* [Exercises]
1. In the wind turbine comment, what availability fraction is generally held for a wind turbine?
2. Reproduce everything in the wind turbine comment from "If any wind" down to "a slot machine.".
3. Pick up the wind turbine comment after its final sentence and keep writing it.

Ric Locke;
Greg/Hugger,
No doubt you consider yourself reasonable. From here you sound like a hysterical panicked Luddite.
So, let’s say it went down half the time, which isn’t going to happen but just say.
If any wind turbine farm was “up” — producing power — half the time anywhere in the world, I can guarantee the owners would be holding news conferences. The availability fraction for a wind turbine is generally held to be thirty percent… in areas where the wind is particularly strong. When somebody in one of those 24,000 homes switches on a light, the control system at the power plant makes an infinitesimal adjustment to the fuel feed. The chance that a corresponding increase in wind will occur at just the right time is so tiny that you’d be far better off betting your whole salary on a single spin of a slot machine.
We have a lot of wind turbines here in Texas, and hardly a day goes by that a truck doesn’t pass my store carrying another one. And you know what? — those turbines turn all the time, making just enough power to stabilize them, and that power is thrown away (in heat!) in big resistors because it’s never available when it’s needed, only when the wind blows. You know why they’re there? Because there’s a subsidy, a big one. When money falls from the sky, Texans find their big hats useful. Power generation? It is to laugh. Add up the oil to make the fiberglass blades, the coal to make the steel for the tower and shafts, the natural gas to smelt the copper in the generators, the power to make the silicon in the electronics and the glass and carbon fibers, and and and, the chance that any wind turbine will produce enough net power to pay back the Diesel fuel to truck it to its site and erect it is zero.

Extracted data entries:
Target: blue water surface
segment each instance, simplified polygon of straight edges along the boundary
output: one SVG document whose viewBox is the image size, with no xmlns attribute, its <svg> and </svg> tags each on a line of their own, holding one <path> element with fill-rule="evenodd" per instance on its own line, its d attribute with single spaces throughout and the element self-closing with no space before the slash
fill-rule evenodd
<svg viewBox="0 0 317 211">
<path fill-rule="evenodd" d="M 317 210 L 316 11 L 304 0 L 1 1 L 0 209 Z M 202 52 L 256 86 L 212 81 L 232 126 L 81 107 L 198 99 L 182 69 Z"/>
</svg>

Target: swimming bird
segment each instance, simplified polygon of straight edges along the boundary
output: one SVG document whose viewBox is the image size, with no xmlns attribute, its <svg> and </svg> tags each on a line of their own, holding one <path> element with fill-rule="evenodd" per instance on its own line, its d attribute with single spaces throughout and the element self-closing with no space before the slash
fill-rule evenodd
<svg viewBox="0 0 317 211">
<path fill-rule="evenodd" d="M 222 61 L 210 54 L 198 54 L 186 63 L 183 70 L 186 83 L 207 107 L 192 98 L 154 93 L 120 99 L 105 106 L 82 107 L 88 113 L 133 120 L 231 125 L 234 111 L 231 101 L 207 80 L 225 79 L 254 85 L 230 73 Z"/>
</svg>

* [Answers for the exercise]
1. Thirty percent, in areas where the wind is particularly strong.

2.
If any wind turbine farm was “up” — producing power — half the time anywhere in the world, I can guarantee the owners would be holding news conferences. The availability fraction for a wind turbine is generally held to be thirty percent… in areas where the wind is particularly strong. When somebody in one of those 24,000 homes switches on a light, the control system at the power plant makes an infinitesimal adjustment to the fuel feed. The chance that a corresponding increase in wind will occur at just the right time is so tiny that you’d be far better off betting your whole salary on a single spin of a slot machine.

3.
As for batteries, your Wright Brothers analogy is crap. The Wright Brothers knew what their problems were: getting enough power from the primitive engines of the time, and control. They worked on those things, and solved them, at least partially — but none of the solutions they arrived at are still in use in aviation! Now, Google “electromotive series”. You will get a list. Pick two substances off it, and you have a battery. The farther apart the two substances are on the list, the better the battery as a power source. BUT (by a curious coincidence) the best candidates for battery electrodes are also highly reactive — for which read, explosive, corrosive, poisonous, or otherwise highly dangerous. Every scientist in the world knows that list exists and how to get access to it. And that’s all there is. Every possible battery in the world is on that list. “New elements” aren’t even credible comic-book material any more. Do you really suppose things haven’t been tried?
And even if you found the wonder battery, you’ve still got to make it, so what you need to do is go back to research: how much is available? The only battery material in the Universe that’s available in quantities large enough to make enough batteries to make a difference is lead. For everything else, you’re looking at anything from triple to a thousand times the current level of mining and refinement, mostly using chemicals that would make any sane EPA bureaucrat’s ears curl. Do you know why there aren’t any Tesla Roadsters on the road? Because the makers bought the entire production of the factory that made the batteries — and didn’t even get enough for all the prototypes!
Solar power is the next best thing to useless in Canada; your sun angle isn’t high enough. Wind power is a toy anywhere; it isn’t dependable, and it’s even more diffuse than solar. Both of them are boondoggles designed to separate you from your tax money and give power to the bureaucrats who “manage” the projects. People who tell you otherwise are lying, and the only thing the numbers they give you establish is that liars can figure.